▶ **To be done**
Pick out each line in the listing below that contains the string "lynx" and copy those lines. Matching is case-sensitive.

▶ **Task input**
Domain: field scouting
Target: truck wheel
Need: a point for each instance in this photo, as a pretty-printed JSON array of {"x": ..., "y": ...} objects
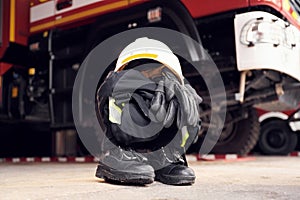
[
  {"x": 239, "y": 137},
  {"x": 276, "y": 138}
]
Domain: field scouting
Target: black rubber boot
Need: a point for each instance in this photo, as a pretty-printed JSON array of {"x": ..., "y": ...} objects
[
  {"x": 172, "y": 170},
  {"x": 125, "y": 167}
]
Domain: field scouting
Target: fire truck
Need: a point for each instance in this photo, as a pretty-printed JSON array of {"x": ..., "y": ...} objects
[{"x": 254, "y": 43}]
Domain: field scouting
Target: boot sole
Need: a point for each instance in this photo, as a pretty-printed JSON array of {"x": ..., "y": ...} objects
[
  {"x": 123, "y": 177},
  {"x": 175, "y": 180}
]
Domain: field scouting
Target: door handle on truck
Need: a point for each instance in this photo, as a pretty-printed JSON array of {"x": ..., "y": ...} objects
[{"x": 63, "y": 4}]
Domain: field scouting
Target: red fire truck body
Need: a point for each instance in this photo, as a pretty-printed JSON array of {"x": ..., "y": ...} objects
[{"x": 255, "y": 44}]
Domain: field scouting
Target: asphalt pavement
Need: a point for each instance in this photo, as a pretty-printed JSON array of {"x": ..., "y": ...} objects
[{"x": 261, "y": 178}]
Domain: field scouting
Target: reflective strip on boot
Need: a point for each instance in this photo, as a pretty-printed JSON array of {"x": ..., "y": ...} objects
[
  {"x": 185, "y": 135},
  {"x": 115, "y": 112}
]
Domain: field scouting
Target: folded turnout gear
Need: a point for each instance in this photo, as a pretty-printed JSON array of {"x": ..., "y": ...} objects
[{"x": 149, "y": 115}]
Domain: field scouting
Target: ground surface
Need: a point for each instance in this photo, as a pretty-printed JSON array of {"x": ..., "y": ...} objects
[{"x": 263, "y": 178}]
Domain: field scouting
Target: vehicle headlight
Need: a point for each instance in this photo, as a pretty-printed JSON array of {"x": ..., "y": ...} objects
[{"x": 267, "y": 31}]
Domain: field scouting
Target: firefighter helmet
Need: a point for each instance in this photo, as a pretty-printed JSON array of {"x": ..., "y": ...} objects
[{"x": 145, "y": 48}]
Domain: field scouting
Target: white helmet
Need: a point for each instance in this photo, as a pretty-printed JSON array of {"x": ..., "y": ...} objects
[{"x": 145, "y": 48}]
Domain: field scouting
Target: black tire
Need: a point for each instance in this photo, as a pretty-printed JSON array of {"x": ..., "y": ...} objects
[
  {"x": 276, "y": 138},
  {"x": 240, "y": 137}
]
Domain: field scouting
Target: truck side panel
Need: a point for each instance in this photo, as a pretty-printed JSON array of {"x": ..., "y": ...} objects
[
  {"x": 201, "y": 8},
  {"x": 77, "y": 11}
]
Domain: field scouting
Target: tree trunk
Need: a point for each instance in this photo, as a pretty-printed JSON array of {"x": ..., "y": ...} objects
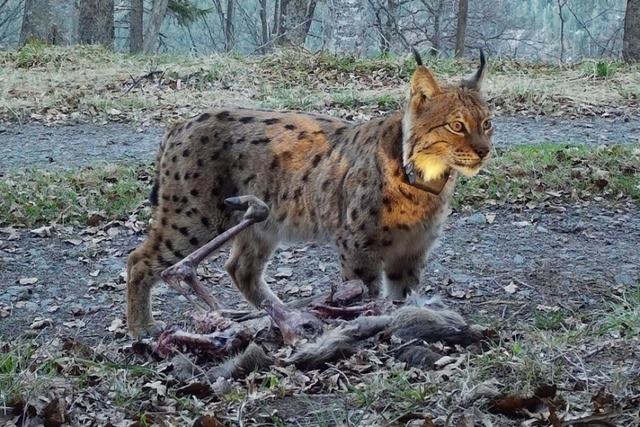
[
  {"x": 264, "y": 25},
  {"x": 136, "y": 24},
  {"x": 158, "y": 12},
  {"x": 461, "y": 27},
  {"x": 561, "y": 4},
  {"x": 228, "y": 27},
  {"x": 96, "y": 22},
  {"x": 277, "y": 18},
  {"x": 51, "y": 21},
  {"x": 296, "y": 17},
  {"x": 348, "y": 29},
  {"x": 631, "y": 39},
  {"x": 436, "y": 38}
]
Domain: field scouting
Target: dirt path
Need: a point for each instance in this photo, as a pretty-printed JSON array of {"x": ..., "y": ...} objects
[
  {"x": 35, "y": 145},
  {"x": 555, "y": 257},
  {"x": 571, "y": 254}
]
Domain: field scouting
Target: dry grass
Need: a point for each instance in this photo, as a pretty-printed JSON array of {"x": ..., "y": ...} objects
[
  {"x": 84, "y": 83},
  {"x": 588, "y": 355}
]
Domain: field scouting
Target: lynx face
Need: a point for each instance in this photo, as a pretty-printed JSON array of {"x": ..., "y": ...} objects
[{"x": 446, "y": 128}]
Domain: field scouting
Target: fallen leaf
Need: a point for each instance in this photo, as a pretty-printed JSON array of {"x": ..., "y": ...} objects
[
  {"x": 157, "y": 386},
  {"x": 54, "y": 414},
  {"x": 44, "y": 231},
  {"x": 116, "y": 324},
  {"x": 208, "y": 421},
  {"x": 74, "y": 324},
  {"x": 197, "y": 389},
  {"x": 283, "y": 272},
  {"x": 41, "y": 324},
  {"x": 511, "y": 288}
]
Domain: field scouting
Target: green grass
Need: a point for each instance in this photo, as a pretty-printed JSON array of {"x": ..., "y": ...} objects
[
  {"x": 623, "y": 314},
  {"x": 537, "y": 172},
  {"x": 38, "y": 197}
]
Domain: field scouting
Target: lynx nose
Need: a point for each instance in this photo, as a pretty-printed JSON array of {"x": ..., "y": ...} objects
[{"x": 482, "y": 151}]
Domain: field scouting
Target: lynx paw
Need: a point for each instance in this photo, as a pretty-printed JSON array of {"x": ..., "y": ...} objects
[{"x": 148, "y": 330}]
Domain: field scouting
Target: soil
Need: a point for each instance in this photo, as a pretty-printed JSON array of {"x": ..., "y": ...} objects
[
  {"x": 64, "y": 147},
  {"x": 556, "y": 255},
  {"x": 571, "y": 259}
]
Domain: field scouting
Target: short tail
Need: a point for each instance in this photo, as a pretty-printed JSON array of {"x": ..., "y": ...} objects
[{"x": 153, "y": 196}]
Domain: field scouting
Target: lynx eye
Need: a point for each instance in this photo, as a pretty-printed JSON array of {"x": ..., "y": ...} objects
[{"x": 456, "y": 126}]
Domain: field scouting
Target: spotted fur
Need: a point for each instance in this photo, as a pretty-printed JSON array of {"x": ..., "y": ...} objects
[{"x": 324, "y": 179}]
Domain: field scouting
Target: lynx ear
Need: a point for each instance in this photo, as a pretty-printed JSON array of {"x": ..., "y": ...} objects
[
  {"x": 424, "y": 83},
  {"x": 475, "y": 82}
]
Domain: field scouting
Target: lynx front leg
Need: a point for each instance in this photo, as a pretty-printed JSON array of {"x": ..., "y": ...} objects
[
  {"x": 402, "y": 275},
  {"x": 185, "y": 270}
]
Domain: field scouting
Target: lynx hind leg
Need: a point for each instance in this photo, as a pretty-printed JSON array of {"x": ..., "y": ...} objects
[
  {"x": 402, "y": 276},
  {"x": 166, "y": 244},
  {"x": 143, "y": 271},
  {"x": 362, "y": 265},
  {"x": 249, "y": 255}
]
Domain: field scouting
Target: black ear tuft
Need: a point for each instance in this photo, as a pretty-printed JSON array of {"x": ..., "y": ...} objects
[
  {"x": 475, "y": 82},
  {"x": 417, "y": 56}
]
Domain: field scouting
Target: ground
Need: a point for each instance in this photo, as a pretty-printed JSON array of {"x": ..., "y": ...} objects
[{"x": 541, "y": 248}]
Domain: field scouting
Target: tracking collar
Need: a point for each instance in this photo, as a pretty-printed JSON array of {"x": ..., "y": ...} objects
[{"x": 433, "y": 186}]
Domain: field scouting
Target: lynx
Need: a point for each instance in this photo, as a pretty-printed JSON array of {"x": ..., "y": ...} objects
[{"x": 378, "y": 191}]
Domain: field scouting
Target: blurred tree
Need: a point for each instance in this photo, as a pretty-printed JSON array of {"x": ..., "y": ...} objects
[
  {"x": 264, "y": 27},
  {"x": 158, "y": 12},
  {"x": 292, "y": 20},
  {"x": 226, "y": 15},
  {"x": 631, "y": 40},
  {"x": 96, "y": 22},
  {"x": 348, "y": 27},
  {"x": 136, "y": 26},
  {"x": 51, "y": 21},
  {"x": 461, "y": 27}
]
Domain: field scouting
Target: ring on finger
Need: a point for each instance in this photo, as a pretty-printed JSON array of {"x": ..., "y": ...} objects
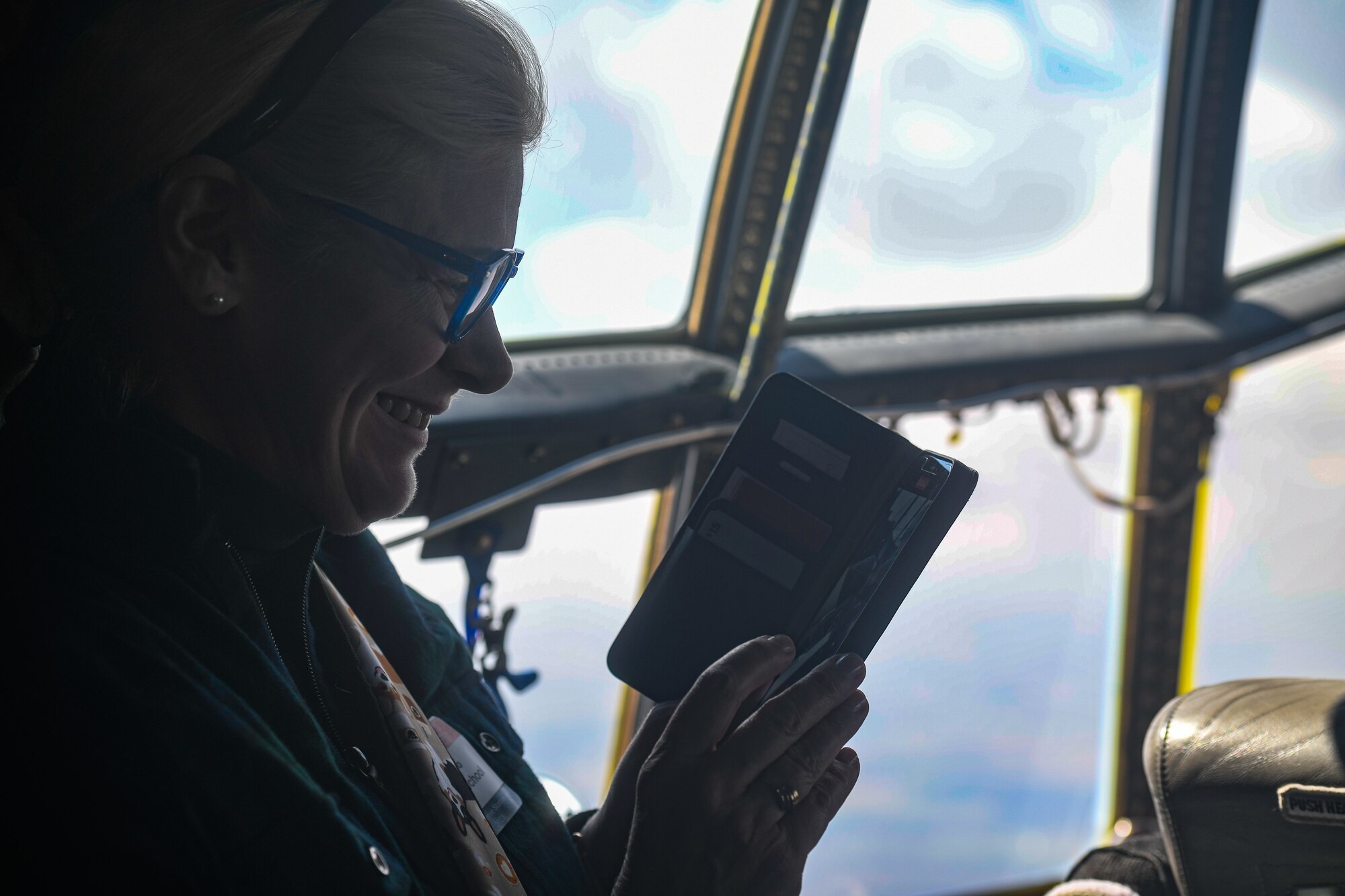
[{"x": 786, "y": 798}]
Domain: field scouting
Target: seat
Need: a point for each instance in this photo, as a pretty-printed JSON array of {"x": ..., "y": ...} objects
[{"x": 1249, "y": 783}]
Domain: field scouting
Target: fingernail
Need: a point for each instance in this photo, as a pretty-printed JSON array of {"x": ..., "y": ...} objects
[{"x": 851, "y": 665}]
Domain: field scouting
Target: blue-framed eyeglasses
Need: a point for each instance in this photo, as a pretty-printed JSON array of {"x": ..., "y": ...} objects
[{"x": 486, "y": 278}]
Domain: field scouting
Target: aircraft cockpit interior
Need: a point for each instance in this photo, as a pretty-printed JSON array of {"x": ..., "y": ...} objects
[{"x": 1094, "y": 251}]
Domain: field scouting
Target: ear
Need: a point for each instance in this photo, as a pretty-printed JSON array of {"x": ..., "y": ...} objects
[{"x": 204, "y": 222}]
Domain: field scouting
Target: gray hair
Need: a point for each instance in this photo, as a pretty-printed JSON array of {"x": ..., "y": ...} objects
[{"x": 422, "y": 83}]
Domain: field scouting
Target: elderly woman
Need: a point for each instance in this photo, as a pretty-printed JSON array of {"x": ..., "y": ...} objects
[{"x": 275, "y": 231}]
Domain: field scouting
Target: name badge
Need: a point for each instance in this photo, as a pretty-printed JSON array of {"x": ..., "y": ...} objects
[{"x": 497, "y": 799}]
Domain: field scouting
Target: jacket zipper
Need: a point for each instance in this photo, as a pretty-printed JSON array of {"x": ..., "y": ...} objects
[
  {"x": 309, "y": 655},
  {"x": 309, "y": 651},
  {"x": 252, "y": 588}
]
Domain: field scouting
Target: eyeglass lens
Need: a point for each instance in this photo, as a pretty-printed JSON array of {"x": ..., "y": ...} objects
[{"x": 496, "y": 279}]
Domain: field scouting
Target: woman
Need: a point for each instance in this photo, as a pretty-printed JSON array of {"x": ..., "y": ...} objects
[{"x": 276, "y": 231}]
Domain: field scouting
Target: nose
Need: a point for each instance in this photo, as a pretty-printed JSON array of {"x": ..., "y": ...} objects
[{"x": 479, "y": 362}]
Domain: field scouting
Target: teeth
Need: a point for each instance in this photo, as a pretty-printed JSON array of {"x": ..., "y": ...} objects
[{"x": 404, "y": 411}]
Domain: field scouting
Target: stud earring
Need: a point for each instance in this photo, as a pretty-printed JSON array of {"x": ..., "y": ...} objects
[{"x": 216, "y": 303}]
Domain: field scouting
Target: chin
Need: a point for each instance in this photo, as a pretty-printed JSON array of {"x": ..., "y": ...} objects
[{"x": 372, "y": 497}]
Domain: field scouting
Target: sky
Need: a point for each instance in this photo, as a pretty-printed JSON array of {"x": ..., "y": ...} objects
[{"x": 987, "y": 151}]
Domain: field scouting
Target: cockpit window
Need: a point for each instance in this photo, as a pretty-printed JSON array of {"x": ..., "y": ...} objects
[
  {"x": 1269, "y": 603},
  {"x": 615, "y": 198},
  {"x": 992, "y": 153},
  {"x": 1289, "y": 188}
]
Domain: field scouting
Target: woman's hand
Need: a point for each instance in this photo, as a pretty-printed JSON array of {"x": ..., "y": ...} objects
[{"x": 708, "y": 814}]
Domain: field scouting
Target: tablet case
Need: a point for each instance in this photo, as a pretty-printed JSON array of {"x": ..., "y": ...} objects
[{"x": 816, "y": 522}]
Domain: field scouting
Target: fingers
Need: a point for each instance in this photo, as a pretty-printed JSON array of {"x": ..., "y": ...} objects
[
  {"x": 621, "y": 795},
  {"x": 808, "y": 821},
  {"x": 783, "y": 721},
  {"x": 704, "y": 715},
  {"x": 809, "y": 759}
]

▶ **Task answer**
Target: lynx face
Target: lynx nose
Target: lynx paw
Target: lynx eye
Target: lynx ear
Target: lynx front leg
Target: lynx hind leg
Target: lynx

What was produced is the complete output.